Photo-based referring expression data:
===

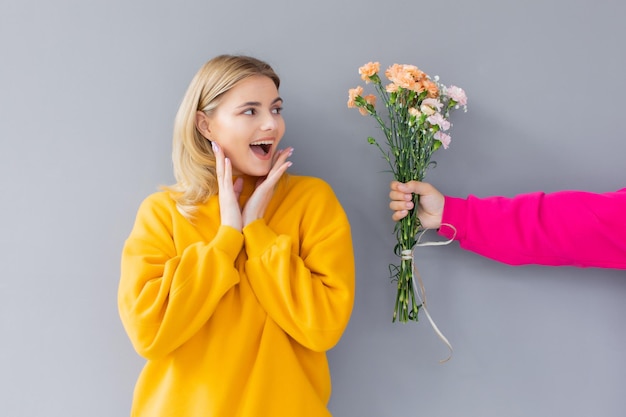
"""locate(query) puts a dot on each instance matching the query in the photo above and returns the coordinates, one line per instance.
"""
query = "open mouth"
(261, 148)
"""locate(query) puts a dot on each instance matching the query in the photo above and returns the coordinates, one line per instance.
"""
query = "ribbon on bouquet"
(421, 291)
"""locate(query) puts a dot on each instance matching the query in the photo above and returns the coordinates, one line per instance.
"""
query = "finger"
(238, 187)
(400, 205)
(398, 215)
(399, 196)
(281, 164)
(282, 155)
(219, 161)
(227, 181)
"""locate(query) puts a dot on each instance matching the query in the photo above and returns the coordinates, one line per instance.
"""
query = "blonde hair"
(192, 156)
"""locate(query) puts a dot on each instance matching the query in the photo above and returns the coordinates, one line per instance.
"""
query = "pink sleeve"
(565, 228)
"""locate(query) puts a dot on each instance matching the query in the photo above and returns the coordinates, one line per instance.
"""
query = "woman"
(573, 228)
(236, 280)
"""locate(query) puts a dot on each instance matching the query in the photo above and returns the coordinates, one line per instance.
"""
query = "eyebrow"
(256, 103)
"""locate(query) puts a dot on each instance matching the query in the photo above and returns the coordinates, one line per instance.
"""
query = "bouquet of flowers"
(418, 108)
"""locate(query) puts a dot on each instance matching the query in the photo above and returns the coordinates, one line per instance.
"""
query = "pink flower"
(414, 112)
(444, 138)
(457, 94)
(437, 119)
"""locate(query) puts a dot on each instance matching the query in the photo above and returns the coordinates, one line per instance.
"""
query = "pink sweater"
(565, 228)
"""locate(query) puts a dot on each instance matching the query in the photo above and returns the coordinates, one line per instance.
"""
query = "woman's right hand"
(229, 192)
(431, 202)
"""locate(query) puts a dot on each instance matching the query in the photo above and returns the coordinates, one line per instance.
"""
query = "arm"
(166, 293)
(306, 285)
(565, 228)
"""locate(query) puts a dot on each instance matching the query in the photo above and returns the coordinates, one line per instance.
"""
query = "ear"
(202, 124)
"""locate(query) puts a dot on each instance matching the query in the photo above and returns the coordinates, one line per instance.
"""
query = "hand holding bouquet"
(415, 126)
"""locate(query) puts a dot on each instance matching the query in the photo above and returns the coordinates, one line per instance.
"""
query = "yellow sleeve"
(166, 292)
(309, 294)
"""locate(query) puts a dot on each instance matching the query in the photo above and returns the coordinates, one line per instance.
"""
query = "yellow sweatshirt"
(237, 324)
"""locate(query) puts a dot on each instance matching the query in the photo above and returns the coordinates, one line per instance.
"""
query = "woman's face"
(247, 125)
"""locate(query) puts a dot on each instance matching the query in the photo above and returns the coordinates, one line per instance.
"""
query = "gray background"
(88, 93)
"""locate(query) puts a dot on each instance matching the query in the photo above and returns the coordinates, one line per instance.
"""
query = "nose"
(269, 121)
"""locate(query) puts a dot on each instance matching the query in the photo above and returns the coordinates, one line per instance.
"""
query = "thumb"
(238, 187)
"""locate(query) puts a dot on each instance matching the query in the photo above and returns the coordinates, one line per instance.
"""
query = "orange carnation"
(369, 69)
(370, 99)
(353, 93)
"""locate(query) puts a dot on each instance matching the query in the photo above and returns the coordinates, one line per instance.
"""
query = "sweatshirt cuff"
(230, 240)
(258, 237)
(453, 225)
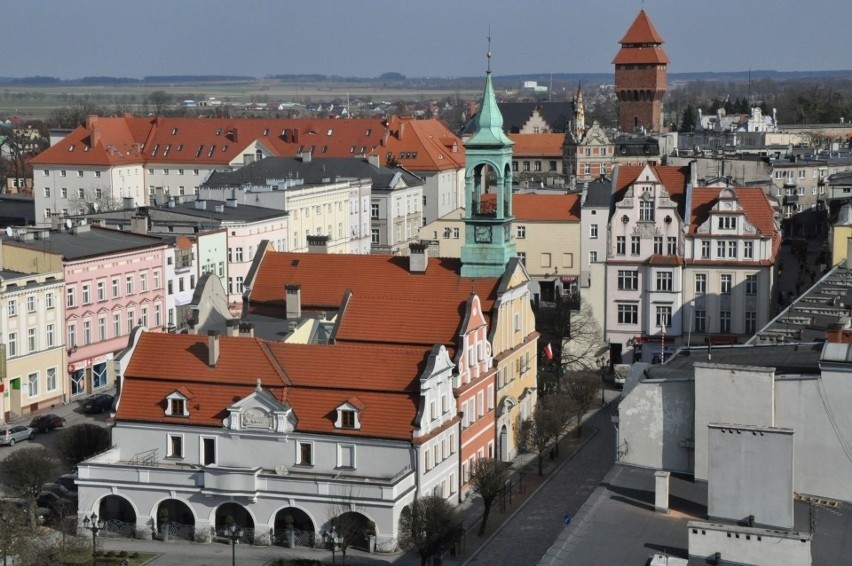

===

## Exercise directions
Every record must be transcribed faithfully, with no picture carried over.

## Result for this task
"""locate(query) puts a dot on each instance matching the query in the photo above and returns the coordinates, one line per instance.
"""
query = "open mouth"
(261, 148)
"""locate(query) puts a dot on each instance matching the query in the photo above and returns the coordinates, one line per instance.
"""
query = "ribbon on bouquet"
(421, 291)
"""locate(query) puts a dot on each instance matching the query in the photo above and returns the coordinates, one line per instance.
"""
query = "finger"
(238, 187)
(400, 205)
(398, 215)
(399, 196)
(281, 164)
(282, 155)
(219, 161)
(227, 181)
"""locate(query) puts a dot on each instance matching the query in the photo above and returns the coordinates, one line per instance.
"""
query = "blonde hair"
(192, 156)
"""locate(query) puts a dot on each instance matching the query in the photo above and returns the coordinates, one line per instance.
"""
query = "pink sleeve"
(565, 228)
"""locate(query) puts a dot on each instance matching the query in the photo above and returns the coordinates, one line per instance.
"""
query = "woman"
(573, 228)
(236, 280)
"""locate(query) puts a dot on each instance matching the query in the photo above and returns the coordinates, one line per instance.
"""
query = "eyebrow"
(256, 103)
"""locate(query) puts a dot on each instance matching the query in the photo above and returns the coordinates, one line per instance.
"""
query = "bouquet of flowers"
(418, 108)
"""locate(query) puts a dot on each instance matching the query in the photo above and returns the coordinates, one line per instance.
"""
query = "pink flower"
(414, 112)
(444, 138)
(457, 94)
(437, 119)
"""locate(query) puts a dot on each instance matching the query in the photo above and returns the coordinates, one line per instance.
"""
query = "pink sweater"
(565, 228)
"""locate(query) puts a dot on each instance matching the query in the photo above and returns the coordinates, one line per instance.
"""
query = "woman's right hand"
(229, 192)
(431, 202)
"""locate(query) puts a dot on each instance matching the query in the photo above and returns the coordinates, one line per instance.
"""
query = "arm"
(166, 293)
(306, 285)
(565, 228)
"""locate(query) puts a dot on each instance matching the query in the photo above and returns the coordinates, one line per instance.
"""
query = "ear"
(202, 124)
"""locate(query) puts a dot on each instance matching the query in the photo above and returns the coordinates, one line per instance.
"""
query = "hand holding bouquet"
(415, 126)
"""locate(query) puts a dot on each instance matching the query in the photo above and returns the coordinates, one line per instance.
"""
query = "yellow sleeve"
(166, 292)
(309, 294)
"""locate(query) puts a dot on each instance matching the query in the photo above and returns the coordinates, one line per instance.
"""
query = "yellow sweatshirt"
(237, 324)
"""locate(query) puts a dot on each instance matching the query in the photo above and returns the coordinates, one line per instance.
"""
query = "woman's face"
(247, 125)
"""locate(query) puts a dot on each instance matching the query in the photo above and returns the coordinates, one line per instance.
"""
query = "gray background"
(88, 93)
"""locate(query) puts a dot on each instance matching the query in the photo above and returns the coordinates, one line per instance.
"""
query = "nose"
(269, 121)
"""locate(query) puts a dot on each instance matching the query in the photo above and returns the coordinates, one line per instance.
"""
query = "thumb"
(238, 187)
"""locate(query) puts a dot on each instance matching the query in the photo above and returns the coordinates, one line per instance.
"""
query = "orange carnation"
(369, 69)
(370, 99)
(353, 93)
"""locate(query) puts a dot on each instance matching the query in the photo above and returns the coordinates, one line per instance.
"""
query = "sweatshirt cuff"
(230, 240)
(258, 237)
(453, 225)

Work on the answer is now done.